Work to be completed |
Return every line of the data below verbatim, leaving out the pictures.

(Region labeling data)
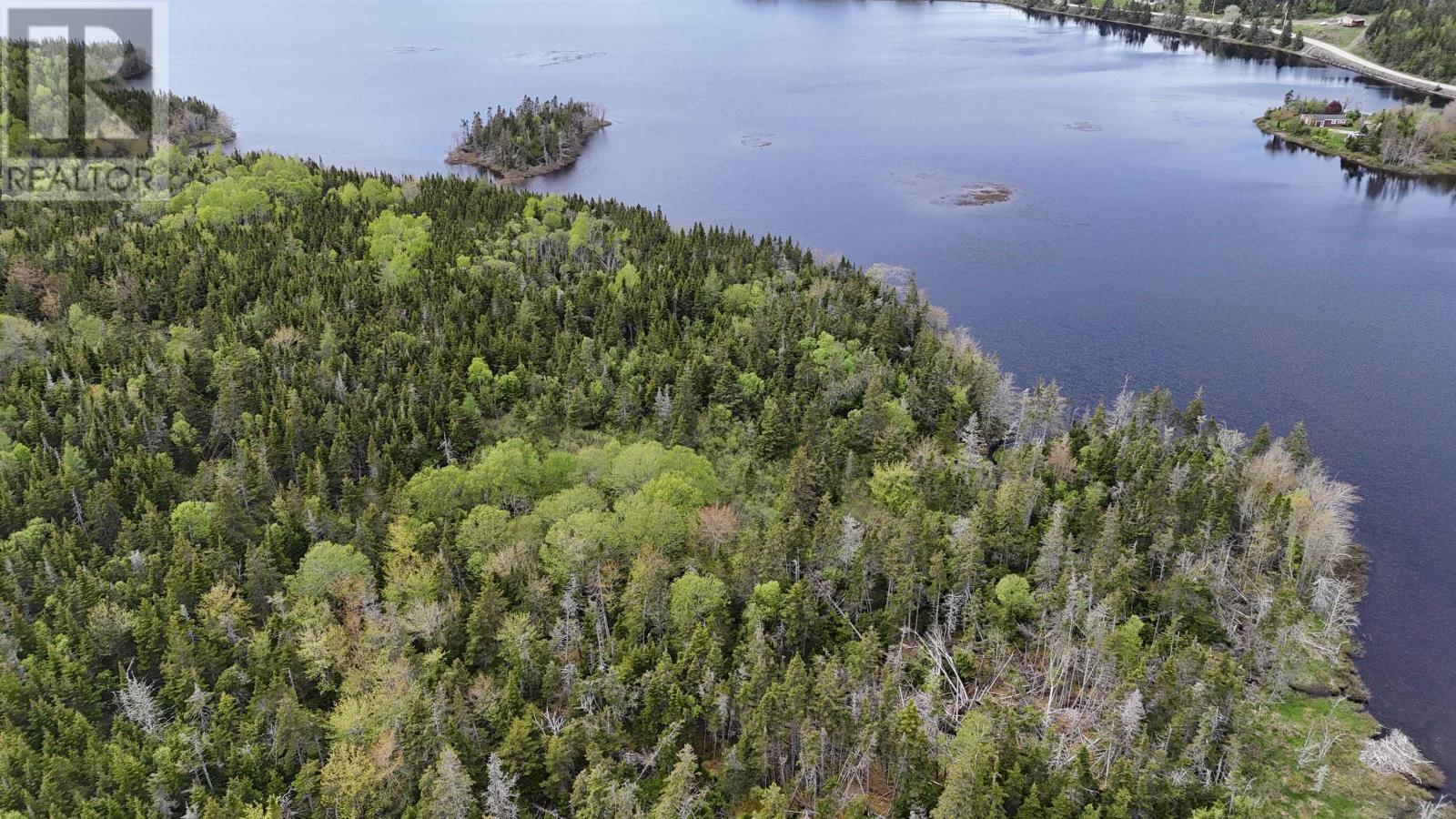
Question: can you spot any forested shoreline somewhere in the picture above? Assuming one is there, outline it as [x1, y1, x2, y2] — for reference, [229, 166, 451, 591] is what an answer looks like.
[1254, 92, 1456, 177]
[1366, 0, 1456, 82]
[0, 24, 1443, 819]
[0, 143, 1432, 819]
[446, 96, 612, 185]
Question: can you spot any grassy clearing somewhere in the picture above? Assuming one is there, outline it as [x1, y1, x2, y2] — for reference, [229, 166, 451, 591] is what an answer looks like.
[1294, 17, 1373, 54]
[1247, 693, 1429, 819]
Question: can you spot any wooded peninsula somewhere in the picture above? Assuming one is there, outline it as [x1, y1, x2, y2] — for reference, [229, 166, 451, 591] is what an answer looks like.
[1254, 92, 1456, 177]
[0, 33, 1443, 819]
[446, 97, 612, 185]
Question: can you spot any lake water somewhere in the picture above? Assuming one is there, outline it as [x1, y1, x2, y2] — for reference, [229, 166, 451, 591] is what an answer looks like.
[172, 0, 1456, 773]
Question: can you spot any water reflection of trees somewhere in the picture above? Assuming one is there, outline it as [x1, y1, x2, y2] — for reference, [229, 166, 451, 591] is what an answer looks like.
[1264, 136, 1456, 203]
[1022, 9, 1446, 108]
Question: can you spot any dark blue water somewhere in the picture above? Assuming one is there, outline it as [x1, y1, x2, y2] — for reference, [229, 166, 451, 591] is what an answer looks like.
[172, 0, 1456, 771]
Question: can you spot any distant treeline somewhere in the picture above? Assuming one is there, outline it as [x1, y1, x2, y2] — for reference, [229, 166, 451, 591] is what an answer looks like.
[1364, 0, 1456, 80]
[3, 39, 236, 156]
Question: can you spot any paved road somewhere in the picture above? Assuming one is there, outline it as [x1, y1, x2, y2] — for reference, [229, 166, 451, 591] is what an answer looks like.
[1067, 3, 1456, 99]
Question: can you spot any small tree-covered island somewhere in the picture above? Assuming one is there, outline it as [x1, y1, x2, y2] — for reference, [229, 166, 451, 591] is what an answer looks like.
[1254, 92, 1456, 177]
[0, 35, 1444, 819]
[0, 145, 1439, 819]
[446, 96, 612, 185]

Worked solution |
Question: can you spot any forested shoreline somewhere in the picture above? Assuming one is there, outline it as [x1, y1, x2, y2] — for reference, [229, 166, 451, 591] is what an answer looks like.
[1254, 92, 1456, 177]
[1366, 0, 1456, 82]
[0, 24, 1443, 819]
[0, 143, 1432, 819]
[446, 96, 612, 185]
Question: can you spot any grassy clearing somewhere in the picture above? Assuming one is there, outline it as [x1, y1, x2, y2] — for reference, [229, 166, 451, 591] is what an answer looks like.
[1294, 17, 1373, 54]
[1247, 693, 1429, 819]
Question: can you spot any wooded peninsula somewhere in the picture above? Assuming one is there, outline it as [x1, y1, x2, y2] — for reference, [229, 166, 451, 591] is what an answer looks like.
[1254, 92, 1456, 177]
[0, 33, 1443, 819]
[446, 97, 612, 185]
Question: can you spot any lake water somewhere in the picture above? Assuming one is there, outline it as [x1, y1, x2, y2] — for reference, [229, 166, 451, 591] is what an answer looks like.
[172, 0, 1456, 773]
Question: can you spot any water reflection of trees somewhere in the picture above? Assuming one is there, outline it as [x1, y1, x2, y2] — for reference, [229, 166, 451, 591] is what an answer looks like.
[1264, 136, 1456, 203]
[1022, 9, 1446, 108]
Question: can you spot any dark blue water somewhere in the picture above? Assuming one is there, outline it as [x1, y1, x2, y2] — for reference, [229, 166, 451, 591] is what an answer looks like.
[172, 0, 1456, 771]
Question: can you spot any distant treeline somewhere in the picture above? Assuming one is there, outline it as [x1, y1, x2, y2] — for reference, [229, 166, 451, 591] is what an answer looks like.
[1364, 0, 1456, 80]
[3, 39, 236, 156]
Question: can you spot any paved road somewhere in the picture above? Assuming one is there, outline it as [x1, y1, x2, y2] — for reference, [229, 166, 451, 591] is what an answer looks like.
[1067, 3, 1456, 99]
Question: can you spot any small tree-covered island somewhere in the picture above? Assuming one is there, outline it as [x1, y1, x2, y2] — for reference, [229, 166, 451, 591] is what an answer looks like.
[1254, 92, 1456, 177]
[0, 35, 1444, 819]
[0, 145, 1439, 819]
[446, 96, 612, 185]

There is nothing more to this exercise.